**BRIEF:**
Continue the email thread about adding a TCP retransmission tracepoint from where it stops.

Brendan Gregg Oct. 13, 2017, 11:58 p.m. UTC | #4
On Fri, Oct 13, 2017 at 3:09 PM, Alexei Starovoitov
<alexei.starovoitov@gmail.com> wrote:
> On Fri, Oct 13, 2017 at 01:50:44PM -0700, Brendan Gregg wrote:
>> On Fri, Oct 13, 2017 at 1:03 PM, Cong Wang <xiyou.wangcong@gmail.com> wrote:
>> > We need a real-time notification for tcp retransmission
>> > for monitoring.
>> >
>> > Of course we could use ftrace to dynamically instrument this
>> > kernel function too, however we can't retrieve the connection
>> > information at the same time, for example perf-tools [1] reads
>> > /proc/net/tcp for socket details, which is slow when we have
>> > a lots of connections.
>> >
>> > Therefore, this patch adds a tracepoint for __tcp_retransmit_skb()
>> > and exposes src/dst IP addresses and ports of the connection.
>> > This also makes it easier to integrate into perf.

(Coordinate labeling data)
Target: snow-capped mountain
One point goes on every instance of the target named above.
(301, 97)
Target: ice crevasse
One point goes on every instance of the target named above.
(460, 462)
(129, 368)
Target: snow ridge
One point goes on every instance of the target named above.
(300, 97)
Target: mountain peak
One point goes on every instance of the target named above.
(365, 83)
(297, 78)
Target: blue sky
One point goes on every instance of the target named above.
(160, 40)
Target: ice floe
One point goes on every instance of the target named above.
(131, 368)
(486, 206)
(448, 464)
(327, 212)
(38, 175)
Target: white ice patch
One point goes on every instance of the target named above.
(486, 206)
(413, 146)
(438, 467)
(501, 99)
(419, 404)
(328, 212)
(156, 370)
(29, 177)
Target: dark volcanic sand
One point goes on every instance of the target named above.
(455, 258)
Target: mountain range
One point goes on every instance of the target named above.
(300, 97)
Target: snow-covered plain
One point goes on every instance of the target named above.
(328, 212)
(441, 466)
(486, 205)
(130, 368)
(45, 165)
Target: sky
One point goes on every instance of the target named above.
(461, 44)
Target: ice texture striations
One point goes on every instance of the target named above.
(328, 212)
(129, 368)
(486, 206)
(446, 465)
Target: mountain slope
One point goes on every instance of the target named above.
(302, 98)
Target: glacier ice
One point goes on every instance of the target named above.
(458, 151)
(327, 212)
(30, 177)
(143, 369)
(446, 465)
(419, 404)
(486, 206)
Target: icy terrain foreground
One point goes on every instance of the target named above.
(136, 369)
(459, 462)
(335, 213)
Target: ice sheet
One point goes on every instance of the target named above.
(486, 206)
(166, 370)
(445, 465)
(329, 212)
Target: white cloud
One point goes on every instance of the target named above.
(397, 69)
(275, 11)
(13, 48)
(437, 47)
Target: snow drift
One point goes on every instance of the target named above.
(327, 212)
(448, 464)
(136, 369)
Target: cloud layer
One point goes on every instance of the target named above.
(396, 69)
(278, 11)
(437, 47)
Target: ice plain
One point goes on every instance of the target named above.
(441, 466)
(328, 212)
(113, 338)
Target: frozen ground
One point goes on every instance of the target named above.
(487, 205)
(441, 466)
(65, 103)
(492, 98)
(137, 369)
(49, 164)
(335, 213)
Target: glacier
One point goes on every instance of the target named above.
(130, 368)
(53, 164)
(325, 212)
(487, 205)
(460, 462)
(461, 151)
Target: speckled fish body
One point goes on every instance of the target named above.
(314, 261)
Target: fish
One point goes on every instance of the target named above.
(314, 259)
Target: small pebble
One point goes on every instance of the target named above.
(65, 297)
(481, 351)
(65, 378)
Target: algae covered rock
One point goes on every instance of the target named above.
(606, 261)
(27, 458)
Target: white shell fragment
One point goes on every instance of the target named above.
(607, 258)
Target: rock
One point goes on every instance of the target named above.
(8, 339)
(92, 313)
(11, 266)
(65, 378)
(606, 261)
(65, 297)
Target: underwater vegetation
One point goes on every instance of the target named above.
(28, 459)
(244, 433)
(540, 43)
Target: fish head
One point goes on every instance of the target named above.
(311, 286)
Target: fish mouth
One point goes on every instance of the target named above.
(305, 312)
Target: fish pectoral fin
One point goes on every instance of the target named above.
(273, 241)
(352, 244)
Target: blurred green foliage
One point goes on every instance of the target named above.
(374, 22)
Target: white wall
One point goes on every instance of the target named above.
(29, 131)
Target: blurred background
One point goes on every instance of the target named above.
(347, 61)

**RESULT OF THE EXERCISE:**
>> >
>> > Note, I expose both IPv4 and IPv6 addresses at the same time:
>> > for a IPv4 socket, v4 mapped address is used as IPv6 addresses,
>> > for a IPv6 socket, LOOPBACK4_IPV6 is already filled by kernel.
>> > Also, add sk and skb pointers as they are useful for BPF.
>>
>> Thanks, a TCP retransmit tracepoint would be great. (tcp_set_state
>> would be highly useful too, which Alexei already has in his list).
>>
>> Should skp->__sk_common.skc_state be included in the format string, so
>> we don't have to always dig it out of the skaddr? For retransmits I
>> always want to know the TCP state, to determine if it is ESTABLISHED
>> (packet drop) or SYN_SENT (backlog full) or something else.
>
> let's not expose internal socket fields into tp fields.
> Few people still believe that tp fields are abi, so to be safe
> no such fields should be exposed.
> It's trivial enough to read sk_state from bpf program
> with bpf_probe_read().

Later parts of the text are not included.